» Activity
Transcribe the portion of the CBG passage that begins with the words containing "CBG is referred" and ends with "happening with CBG.".

» Source passage
CBG is a lesser-known cannabinoid than the immensely popular CBD. But like CBD, CBG (or cannabigerol) is being studied for a number of potential benefits in the wellness and fitness markets.
There are over 100 cannabinoids in cannabis and hemp. The best known among them is THC, which is the cannabinoid that gets people high when they smoke, vape or eat ‘decarbed’ marijuana. And over the last few years CBD has become equally well known for different reasons. But now the cannabinoid CBG is emerging as a potential rival to CBD. And its’ doing so for many of the same reasons CBD became popular.
Some industry observers, as well as a handful of hemp farmers are setting their sites on CBG as the next possible big thing in cannabis and hemp. In fact, increasing in medical marijuana dispensaries across the United States, patients are seeing indications of not just CBD levels in the various marijuana strains, but also CBG levels. This is even though the understanding of CBG and its possible benefits are in the early stages of research with nothing conclusive known at this point in time. There are even some CBD oil companies beginning to offer CBG oils or combination oils featuring both CBD and CBG as part of their product lineups.
CBG is referred to as a precursor to THC and CBD
Like CBD, CBG will not produce a psychoactive effect when consumed, so nobody will get intoxicated from it. But it is the potential for its possible wellness benefits that is attracting this increased attention, much in the way CBD emerging just a few short years ago.
In a short period of just a couple of years, CBD went from being an obscure substance of questionable legality to a worldwide wellness product producing billions of dollars in revenue and expected to continue to grow. A number of industry experts see the potential for the same thing happening with CBG.
So, there are two potential retail paths for CBG. The first is similar to CBD. In other words, a general wellness product made from hemp with either negligible levels of THC or zero levels of THC. Said another way, CBG as a wellness product with no psychoactive effect and sold as an oil, a gummy, a capsule and so on. The secondary potential path for CBG would be as a component of marijuana strains with a high CBG content for medical marijuana patients (which we are already seeing in many medical dispensaries) or even in recreational dispensaries for recreational consumers if the dispensary chooses to carry such marijuana strains.
Scientific research on the potential benefits of CBG is in its’ early days. One small study in Italy indicated that CBG may have strong anti-inflammatory properties while other research has indicated potential antimicrobial effects but much more research along with peer reviewed studies are needed to determine if there are any actual benefits. On the positive side, public attitudes towards marijuana and hemp has changed significantly in recent years as old stigmas dissipate. But on the negative side, it is a stretch to expect businesses in the hemp and marijuana industries to spend the billions necessary for thorough scientific studies. And, drug companies are unlikely to foot the bill for research on substances that are not patentable.

Stored data entries:
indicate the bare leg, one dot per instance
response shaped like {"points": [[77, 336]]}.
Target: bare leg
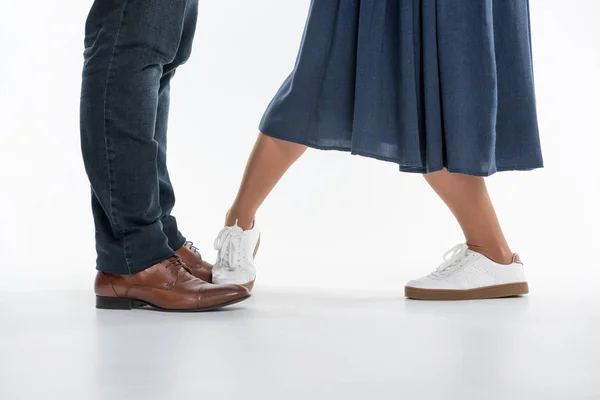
{"points": [[270, 159], [468, 199]]}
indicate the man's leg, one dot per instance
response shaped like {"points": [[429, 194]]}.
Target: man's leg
{"points": [[128, 44], [167, 196]]}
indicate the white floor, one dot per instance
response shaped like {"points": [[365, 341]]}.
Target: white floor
{"points": [[292, 345]]}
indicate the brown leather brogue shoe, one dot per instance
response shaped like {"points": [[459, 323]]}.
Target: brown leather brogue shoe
{"points": [[191, 257], [168, 285]]}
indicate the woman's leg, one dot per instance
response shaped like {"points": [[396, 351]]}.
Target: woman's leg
{"points": [[468, 199], [269, 160]]}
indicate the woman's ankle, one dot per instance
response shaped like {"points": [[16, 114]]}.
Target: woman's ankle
{"points": [[243, 220]]}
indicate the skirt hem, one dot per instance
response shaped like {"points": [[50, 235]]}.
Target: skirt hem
{"points": [[417, 169]]}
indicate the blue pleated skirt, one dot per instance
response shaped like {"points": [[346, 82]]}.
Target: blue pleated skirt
{"points": [[427, 84]]}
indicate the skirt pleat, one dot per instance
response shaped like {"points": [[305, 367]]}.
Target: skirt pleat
{"points": [[427, 84]]}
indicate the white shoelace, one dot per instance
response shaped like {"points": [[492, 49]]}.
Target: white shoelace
{"points": [[453, 259], [229, 245]]}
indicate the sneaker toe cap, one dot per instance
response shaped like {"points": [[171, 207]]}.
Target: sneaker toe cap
{"points": [[431, 283]]}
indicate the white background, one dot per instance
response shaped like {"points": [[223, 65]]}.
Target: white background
{"points": [[335, 222]]}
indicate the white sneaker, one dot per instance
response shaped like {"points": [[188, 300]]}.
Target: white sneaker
{"points": [[235, 261], [467, 275]]}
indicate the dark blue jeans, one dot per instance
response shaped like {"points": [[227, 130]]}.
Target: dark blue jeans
{"points": [[132, 49]]}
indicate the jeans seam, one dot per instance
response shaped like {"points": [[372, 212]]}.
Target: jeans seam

» Output of the exercise
CBG is referred to as a precursor to THC and CBD
Like CBD, CBG will not produce a psychoactive effect when consumed, so nobody will get intoxicated from it. But it is the potential for its possible wellness benefits that is attracting this increased attention, much in the way CBD emerging just a few short years ago.
In a short period of just a couple of years, CBD went from being an obscure substance of questionable legality to a worldwide wellness product producing billions of dollars in revenue and expected to continue to grow. A number of industry experts see the potential for the same thing happening with CBG.